**REQUEST 1:**
In the CMake tutorial step below, which directory holds TutorialConfig.h?
[start of SOURCE]
Step 5: Installing and Testing

Exercise 1 - Install Rules

Often, it is not enough to only build an executable, it should also be installable. With CMake, we can specify install rules using the install() command. Supporting local installations for your builds in CMake is often as simple as specifying an install location and the targets and files to be installed.

Goal

Install the Tutorial executable and the MathFunctions library.

Helpful Materials

Files to Edit

  • MathFunctions/CMakeLists.txt

  • CMakeLists.txt

Getting Started

The starting code is provided in the Step5 directory. In this exercise, complete TODO 1 through TODO 4.

First, update MathFunctions/CMakeLists.txt to install the MathFunctions and tutorial_compiler_flags libraries to the lib directory. In that same file, specify the install rules needed to install MathFunctions.h to the include directory.

Then, update the top level CMakeLists.txt to install the Tutorial executable to the bin directory. Lastly, any header files should be installed to the include directory. Remember that TutorialConfig.h is in the PROJECT_BINARY_DIR.
[end of SOURCE]
[start of DATA FOR THIS EXERCISE]
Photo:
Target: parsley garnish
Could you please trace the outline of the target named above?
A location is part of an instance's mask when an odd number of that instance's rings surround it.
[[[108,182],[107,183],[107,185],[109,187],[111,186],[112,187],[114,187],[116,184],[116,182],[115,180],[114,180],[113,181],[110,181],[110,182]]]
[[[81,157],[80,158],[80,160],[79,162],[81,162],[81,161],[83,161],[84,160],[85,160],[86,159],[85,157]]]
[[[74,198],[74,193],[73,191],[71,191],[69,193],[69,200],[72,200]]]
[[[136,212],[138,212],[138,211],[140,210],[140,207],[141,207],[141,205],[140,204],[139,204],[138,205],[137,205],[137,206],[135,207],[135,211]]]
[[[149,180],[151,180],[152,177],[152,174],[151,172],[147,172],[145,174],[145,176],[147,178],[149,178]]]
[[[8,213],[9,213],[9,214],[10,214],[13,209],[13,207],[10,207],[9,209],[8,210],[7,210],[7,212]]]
[end of DATA FOR THIS EXERCISE]
[start of DATA FOR THIS EXERCISE]
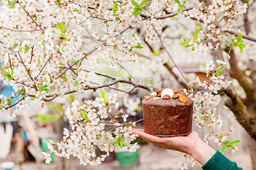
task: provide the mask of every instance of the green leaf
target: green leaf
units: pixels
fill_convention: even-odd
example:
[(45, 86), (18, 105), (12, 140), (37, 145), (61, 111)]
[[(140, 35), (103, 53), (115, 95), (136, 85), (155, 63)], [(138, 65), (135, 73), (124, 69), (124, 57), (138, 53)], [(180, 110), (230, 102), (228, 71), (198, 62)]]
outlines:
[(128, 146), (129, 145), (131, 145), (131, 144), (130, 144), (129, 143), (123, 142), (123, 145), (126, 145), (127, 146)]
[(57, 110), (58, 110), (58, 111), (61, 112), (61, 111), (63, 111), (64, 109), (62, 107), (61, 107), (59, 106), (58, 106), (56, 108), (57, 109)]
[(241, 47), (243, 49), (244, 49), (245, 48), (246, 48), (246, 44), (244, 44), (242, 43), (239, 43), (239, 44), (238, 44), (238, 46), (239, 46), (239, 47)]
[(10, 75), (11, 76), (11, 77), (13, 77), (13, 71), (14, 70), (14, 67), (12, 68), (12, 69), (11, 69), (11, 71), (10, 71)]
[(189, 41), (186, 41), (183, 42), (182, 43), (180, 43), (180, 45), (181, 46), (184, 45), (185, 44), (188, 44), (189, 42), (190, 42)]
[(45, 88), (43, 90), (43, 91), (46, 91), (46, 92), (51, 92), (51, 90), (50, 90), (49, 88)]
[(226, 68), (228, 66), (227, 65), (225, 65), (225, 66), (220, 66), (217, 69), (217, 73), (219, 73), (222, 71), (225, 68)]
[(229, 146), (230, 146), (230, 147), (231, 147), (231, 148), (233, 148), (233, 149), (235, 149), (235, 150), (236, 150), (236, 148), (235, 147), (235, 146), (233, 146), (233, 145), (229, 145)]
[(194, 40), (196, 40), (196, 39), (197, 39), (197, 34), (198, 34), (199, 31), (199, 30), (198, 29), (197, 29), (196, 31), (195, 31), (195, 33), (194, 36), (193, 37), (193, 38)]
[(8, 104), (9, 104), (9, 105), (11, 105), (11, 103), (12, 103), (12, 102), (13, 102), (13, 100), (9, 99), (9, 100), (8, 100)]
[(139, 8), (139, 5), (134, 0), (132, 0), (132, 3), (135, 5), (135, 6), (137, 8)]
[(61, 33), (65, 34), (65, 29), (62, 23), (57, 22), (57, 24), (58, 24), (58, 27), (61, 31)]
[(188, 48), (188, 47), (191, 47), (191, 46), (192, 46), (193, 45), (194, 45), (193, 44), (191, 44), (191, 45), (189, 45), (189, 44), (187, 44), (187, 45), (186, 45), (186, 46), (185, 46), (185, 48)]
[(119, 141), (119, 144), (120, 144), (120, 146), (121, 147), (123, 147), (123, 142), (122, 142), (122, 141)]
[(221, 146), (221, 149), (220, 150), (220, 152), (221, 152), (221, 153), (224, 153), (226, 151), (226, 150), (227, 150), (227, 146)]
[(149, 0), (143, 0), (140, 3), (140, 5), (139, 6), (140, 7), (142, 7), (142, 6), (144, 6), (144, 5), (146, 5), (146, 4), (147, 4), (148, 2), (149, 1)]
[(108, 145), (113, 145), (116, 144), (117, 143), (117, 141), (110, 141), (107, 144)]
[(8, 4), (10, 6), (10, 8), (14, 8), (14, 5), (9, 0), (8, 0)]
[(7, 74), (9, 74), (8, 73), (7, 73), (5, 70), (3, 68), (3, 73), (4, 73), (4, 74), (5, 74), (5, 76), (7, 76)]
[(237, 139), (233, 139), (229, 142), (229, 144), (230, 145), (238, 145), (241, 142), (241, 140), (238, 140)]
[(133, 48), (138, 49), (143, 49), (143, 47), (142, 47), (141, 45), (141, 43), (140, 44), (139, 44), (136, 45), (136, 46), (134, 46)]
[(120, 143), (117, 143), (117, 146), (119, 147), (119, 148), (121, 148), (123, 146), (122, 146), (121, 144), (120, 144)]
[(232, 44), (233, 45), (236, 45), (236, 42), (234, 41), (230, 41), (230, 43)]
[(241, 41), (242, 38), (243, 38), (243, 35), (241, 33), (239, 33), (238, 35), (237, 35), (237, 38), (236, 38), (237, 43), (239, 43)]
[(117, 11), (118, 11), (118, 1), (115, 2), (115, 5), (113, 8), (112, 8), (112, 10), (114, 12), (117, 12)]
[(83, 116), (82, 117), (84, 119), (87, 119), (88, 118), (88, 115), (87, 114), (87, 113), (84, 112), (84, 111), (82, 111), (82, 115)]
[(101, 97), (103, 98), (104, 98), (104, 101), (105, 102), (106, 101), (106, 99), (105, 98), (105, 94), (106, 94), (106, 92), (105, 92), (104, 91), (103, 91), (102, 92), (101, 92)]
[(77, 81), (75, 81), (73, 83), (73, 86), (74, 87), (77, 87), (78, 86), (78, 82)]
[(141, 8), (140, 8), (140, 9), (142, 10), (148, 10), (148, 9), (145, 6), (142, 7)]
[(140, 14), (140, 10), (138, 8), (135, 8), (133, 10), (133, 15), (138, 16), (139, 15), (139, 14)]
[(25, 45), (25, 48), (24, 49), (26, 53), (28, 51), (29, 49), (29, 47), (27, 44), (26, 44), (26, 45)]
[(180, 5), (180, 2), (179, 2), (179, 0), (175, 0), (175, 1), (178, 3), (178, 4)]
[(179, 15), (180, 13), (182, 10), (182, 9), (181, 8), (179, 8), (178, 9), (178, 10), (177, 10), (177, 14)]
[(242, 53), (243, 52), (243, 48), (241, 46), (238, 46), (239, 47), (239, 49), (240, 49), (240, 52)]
[end of DATA FOR THIS EXERCISE]
**REQUEST 2:**
In the two blocks of entries above, how many lines contain the word "instance"? Give only the number.

**WRITTEN SOLUTION 1:**
The PROJECT_BINARY_DIR.

**WRITTEN SOLUTION 2:**
2